Extract to read:
American University, Gallaudet University, Georgetown University, George Washington University, Howard University, and the Institute of American Indian Arts (IAIA) are the only congressionally chartered universities in the United States. Gonzaga College, now Gonzaga College High School, was Congressionally chartered in 1858.

More common is a charter that recognizes a group already incorporated at the state level. These mostly honorific charters tend "to provide an 'official' imprimatur to their activities, and to that extent it may provide them prestige and indirect financial benefit". Groups that fall into this group are usually veterans’ groups, fraternal groups, youth groups or patriotic groups like the USO. Congress has chartered about 100 fraternal or patriotic groups.

==Process==
Eligibility for a charter is based on a group’s activities, whether they are unique, and whether or not they are in the public interest. If this is the case, a bill to grant a charter is introduced in Congress and must be voted into law.

Description of the task:
Transcribe the passage on congressional charters word for word. Begin at the words "More common is" and stop after "or patriotic groups.".

Data records:
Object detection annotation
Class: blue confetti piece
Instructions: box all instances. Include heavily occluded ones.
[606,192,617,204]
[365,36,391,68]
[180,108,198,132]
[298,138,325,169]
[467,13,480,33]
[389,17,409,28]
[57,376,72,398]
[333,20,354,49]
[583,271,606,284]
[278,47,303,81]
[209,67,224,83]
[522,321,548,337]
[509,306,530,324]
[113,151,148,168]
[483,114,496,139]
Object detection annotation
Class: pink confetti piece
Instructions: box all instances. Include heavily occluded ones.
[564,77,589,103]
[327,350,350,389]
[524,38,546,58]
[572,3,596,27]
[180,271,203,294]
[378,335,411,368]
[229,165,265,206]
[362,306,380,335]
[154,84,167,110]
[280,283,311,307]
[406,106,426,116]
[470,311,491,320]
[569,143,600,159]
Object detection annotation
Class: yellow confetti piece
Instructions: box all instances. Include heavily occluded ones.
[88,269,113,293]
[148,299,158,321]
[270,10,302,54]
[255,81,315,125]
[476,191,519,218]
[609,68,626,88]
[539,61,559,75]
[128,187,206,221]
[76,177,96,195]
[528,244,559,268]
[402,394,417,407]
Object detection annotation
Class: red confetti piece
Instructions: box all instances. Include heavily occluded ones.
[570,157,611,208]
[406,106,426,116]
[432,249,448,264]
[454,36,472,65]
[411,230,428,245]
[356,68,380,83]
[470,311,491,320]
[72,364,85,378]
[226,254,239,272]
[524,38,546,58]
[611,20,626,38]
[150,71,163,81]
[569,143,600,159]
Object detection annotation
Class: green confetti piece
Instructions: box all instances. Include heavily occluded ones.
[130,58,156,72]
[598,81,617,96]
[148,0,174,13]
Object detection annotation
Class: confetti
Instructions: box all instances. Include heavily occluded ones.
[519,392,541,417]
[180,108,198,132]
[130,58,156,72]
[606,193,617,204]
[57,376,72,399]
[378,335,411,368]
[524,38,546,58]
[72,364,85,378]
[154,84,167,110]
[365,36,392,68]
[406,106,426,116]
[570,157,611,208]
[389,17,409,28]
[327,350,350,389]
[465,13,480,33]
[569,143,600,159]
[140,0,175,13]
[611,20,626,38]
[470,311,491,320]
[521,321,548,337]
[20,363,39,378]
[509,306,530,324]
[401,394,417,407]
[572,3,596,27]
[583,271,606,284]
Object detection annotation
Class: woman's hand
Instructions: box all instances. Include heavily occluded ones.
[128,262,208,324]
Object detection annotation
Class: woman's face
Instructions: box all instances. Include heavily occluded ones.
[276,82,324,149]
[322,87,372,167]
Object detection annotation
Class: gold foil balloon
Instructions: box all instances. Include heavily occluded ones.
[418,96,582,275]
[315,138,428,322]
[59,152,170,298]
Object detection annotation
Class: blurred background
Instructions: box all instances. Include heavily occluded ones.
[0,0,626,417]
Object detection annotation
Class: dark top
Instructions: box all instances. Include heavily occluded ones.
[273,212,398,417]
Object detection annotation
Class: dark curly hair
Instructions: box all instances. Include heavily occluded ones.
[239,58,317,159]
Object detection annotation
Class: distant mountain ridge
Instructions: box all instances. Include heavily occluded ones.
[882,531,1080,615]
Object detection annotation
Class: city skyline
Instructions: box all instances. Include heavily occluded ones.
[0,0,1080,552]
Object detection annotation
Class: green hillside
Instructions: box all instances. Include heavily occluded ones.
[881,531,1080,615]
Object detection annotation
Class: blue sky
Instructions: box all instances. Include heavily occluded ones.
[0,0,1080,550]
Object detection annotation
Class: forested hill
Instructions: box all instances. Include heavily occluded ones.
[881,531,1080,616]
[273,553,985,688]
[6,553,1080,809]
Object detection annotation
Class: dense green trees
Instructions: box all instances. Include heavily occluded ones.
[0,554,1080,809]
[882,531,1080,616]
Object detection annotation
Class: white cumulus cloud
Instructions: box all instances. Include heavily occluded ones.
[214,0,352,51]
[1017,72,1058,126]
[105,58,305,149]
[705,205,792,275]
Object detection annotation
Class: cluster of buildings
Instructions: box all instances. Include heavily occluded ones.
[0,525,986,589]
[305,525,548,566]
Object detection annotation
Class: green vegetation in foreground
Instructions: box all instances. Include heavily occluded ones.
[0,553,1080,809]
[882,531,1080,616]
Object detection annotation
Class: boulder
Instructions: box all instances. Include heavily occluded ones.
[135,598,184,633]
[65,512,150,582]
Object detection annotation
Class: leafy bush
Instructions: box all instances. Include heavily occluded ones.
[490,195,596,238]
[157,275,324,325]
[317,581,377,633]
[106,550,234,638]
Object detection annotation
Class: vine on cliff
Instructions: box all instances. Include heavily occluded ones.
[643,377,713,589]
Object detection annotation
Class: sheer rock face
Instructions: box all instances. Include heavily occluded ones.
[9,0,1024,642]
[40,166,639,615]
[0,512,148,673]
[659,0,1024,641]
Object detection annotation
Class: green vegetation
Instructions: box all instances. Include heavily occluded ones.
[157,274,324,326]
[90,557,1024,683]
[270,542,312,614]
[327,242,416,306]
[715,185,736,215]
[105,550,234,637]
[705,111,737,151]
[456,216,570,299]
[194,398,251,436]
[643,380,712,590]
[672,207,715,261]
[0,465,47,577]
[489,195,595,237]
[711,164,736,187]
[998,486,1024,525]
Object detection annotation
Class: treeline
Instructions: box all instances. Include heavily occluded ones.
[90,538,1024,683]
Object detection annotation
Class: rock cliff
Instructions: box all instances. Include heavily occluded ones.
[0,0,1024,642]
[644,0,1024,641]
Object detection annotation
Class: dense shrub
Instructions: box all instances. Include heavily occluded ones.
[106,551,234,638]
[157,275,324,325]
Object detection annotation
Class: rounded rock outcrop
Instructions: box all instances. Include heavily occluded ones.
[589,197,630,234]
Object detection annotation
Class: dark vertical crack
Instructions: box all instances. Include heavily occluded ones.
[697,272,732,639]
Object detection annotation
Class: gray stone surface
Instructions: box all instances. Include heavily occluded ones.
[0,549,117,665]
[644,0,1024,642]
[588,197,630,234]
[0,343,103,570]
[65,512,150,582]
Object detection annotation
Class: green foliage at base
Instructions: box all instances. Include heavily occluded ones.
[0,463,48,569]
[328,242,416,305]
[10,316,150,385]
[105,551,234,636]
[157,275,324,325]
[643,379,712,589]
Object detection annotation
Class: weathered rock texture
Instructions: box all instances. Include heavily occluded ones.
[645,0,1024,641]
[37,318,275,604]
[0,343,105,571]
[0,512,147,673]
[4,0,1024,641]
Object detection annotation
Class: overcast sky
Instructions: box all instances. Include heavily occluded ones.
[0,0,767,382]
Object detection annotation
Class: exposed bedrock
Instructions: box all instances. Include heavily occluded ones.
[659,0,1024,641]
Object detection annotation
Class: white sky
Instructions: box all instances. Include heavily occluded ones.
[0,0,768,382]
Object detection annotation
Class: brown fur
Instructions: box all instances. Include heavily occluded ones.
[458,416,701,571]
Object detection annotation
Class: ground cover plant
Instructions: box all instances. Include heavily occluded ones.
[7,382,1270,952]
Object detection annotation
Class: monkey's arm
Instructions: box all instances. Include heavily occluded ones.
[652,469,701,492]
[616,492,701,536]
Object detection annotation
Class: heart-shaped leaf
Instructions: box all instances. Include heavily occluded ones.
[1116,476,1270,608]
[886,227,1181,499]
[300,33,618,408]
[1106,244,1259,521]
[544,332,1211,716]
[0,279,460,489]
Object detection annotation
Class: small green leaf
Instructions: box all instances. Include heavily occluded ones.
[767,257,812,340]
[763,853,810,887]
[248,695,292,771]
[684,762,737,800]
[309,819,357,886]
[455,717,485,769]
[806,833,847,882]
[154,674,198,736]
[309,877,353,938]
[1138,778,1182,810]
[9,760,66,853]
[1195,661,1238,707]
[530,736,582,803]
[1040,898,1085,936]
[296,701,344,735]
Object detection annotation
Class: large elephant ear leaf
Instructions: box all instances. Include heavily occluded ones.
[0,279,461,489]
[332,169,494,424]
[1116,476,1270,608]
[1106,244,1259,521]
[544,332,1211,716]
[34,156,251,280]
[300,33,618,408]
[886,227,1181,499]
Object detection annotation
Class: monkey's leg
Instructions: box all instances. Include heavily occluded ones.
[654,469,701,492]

Result of the task:
More common is a charter that recognizes a group already incorporated at the state level. These mostly honorific charters tend "to provide an 'official' imprimatur to their activities, and to that extent it may provide them prestige and indirect financial benefit". Groups that fall into this group are usually veterans’ groups, fraternal groups, youth groups or patriotic groups like the USO. Congress has chartered about 100 fraternal or patriotic groups.